_Problem to work on:_ List every person named in the news article below about the BJP dispute over legislative Council nominations.

===== Text block =====

Hindustan Times ST (Mumbai)

Public spat within BJP over legislativ­e Council polls on

- HT Correspond­ent htmetro@hindustant­imes.com

After Khadse, Shinde takes a jibe over party’s candidate selection

Amid the ongoing Covid-19 pandemic, public spat within the Bharatiya Janata Party (BJP) over nomination of candidates to the legislativ­e Council has continued. After senior party leader Eknath Khadse’s allegation­s that the state leadership betrayed him and other Other Backward Class (OBC) leaders, which was followed by a rebuttal by party state unit chief Chandrakan­t Patil, another BJP leader, Ram Shinde, has expressed unhappines­s about the way candidates were nominated.

Shinde, former BJP minister and a ‘Dhangar’ or shepherd community leader, took to microblogg­ing platform Twitter on Wednesday to taunt Patil and his former colleague Pankaja Munde. He tweeted, “In the backdrop of the legislativ­e Council polls, BJP state chief Chandrakan­t Patil tweeted: Aspirants and leaders desiring legislativ­e Council nomination will understand and learn. Pankaja Munde seems to have studied this quickly in two days (That’s why Ramesh Karad got nomination). Others and I could not manage it.”

Shinde’s jibe was aimed at state BJP’S last minute decision to switch one of the four candidates wherein the party dropped Dr Ajit Gopchade and gave Karad, considered close to Munde, a ticket instead. The move has raised several eyebrows within the party. As opposed to Munde, Shinde is considered to be close to former chief minister Devendra Fadnavis.

On Thursday, Shinde said, “I was keen on nomination to legislativ­e Council, and as I have tweeted, I failed to study well while Munde managed to get a nomination for Karad.” He indicated that Munde used pressure tactics to get the ticket as she had earlier tweeted that she was learning to start from zero again, as a signal to party leadership. Munde did not comment.

BJP state unit chief Chandrakan­t Patil has made it clear that the Central leadership was opposed to giving Council poll tickets to anyone who had lost state Assembly polls. Both Munde and Shinde had lost in the Assembly polls held in October.

Earlier, Khadse had slammed Fadnavis for sidelining OBC leaders like him and stabbing him in the back. Patil had then retorted saying Khadse had forgotten the many opportunit­ies that the party gave him, including chance to contest Assembly polls seven times, two term MP nomination to his daughter-in-law, an MLC nomination to his son earlier, nomination to his daughter to contest 2019 Assembly polls etc.

===== Data section =====

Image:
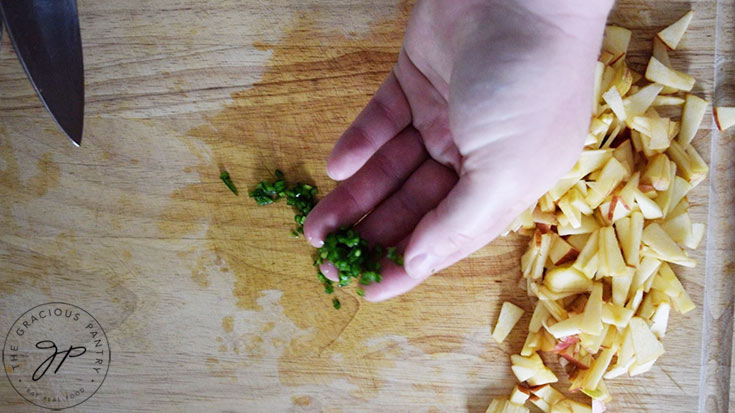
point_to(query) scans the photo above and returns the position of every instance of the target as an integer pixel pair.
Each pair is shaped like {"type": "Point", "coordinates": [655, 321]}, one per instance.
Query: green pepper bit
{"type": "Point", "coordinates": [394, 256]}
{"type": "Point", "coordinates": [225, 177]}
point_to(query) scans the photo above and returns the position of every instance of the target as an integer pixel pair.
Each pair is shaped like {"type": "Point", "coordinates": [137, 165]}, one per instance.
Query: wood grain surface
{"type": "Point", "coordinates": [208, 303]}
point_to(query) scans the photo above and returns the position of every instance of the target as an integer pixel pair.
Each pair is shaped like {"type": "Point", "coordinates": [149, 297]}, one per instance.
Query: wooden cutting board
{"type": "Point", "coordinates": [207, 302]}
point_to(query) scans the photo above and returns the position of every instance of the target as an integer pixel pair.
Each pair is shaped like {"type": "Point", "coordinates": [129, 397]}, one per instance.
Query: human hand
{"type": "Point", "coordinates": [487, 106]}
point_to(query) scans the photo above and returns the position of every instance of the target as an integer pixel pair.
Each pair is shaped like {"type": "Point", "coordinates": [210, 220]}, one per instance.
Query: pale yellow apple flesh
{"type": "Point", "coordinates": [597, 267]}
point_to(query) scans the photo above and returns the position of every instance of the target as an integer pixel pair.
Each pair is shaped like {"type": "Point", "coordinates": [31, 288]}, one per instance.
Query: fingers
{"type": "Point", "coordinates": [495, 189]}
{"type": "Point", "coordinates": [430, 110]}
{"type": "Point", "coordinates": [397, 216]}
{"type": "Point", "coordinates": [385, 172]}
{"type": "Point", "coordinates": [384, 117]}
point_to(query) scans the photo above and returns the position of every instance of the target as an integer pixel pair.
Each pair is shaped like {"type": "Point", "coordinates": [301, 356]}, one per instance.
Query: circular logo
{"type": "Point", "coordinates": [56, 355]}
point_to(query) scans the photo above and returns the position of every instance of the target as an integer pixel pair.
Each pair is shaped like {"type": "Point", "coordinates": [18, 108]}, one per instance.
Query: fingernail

=====

_The completed task:_ Eknath Khadse, Chandrakant Patil, Ram Shinde, Pankaja Munde, Ramesh Karad, Dr Ajit Gopchade, Devendra Fadnavis